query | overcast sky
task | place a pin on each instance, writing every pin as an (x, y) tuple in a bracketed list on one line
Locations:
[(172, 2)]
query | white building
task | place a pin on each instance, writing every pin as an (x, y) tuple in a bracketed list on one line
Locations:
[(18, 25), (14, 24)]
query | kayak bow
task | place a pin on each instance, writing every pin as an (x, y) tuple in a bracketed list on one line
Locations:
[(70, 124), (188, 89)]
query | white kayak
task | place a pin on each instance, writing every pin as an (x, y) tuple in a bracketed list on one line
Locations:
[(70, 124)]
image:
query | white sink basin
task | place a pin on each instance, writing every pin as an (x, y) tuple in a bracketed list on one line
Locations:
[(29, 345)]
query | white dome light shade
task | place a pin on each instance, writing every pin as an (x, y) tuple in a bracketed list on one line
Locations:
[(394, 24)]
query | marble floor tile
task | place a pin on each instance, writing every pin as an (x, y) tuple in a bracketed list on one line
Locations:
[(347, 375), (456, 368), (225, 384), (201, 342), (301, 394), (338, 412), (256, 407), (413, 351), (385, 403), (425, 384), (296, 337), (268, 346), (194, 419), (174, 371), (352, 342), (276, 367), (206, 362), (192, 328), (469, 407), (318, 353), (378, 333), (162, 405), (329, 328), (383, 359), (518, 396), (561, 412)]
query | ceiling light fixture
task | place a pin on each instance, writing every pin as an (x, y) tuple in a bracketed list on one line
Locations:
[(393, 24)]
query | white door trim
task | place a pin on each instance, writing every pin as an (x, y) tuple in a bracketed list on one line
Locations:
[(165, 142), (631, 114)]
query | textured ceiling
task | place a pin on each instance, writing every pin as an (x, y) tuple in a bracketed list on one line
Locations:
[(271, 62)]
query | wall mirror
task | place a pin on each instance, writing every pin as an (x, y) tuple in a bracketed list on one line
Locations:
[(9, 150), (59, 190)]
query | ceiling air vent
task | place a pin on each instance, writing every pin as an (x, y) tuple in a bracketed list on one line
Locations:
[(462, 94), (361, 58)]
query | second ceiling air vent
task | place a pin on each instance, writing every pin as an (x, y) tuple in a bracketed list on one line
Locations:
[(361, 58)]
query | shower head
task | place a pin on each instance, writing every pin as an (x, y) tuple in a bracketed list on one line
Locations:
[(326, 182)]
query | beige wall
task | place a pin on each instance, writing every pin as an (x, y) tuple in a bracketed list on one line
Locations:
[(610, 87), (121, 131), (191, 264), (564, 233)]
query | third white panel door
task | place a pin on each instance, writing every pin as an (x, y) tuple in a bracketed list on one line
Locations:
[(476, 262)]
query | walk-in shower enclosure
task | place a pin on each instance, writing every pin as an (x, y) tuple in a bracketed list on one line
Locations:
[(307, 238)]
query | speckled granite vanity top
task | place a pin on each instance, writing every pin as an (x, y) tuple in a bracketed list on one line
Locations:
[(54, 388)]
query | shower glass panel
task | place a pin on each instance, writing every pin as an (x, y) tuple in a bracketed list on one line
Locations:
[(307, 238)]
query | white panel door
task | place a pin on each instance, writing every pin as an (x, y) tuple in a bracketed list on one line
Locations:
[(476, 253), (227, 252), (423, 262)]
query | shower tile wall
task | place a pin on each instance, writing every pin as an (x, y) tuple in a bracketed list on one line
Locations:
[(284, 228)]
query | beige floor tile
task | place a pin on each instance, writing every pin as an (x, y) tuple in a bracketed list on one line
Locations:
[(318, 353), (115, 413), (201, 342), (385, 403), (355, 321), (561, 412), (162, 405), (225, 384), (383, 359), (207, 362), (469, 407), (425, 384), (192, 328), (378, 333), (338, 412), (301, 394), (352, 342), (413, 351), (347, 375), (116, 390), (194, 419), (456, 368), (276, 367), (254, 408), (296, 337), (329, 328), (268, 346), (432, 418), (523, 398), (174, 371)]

■ EXERCISE REQUIREMENTS ■
Every line above that includes the string "vent" needs to be copied.

■ SOLUTION FOR THIS PROBLEM ■
query | ceiling air vent
query | second ceiling air vent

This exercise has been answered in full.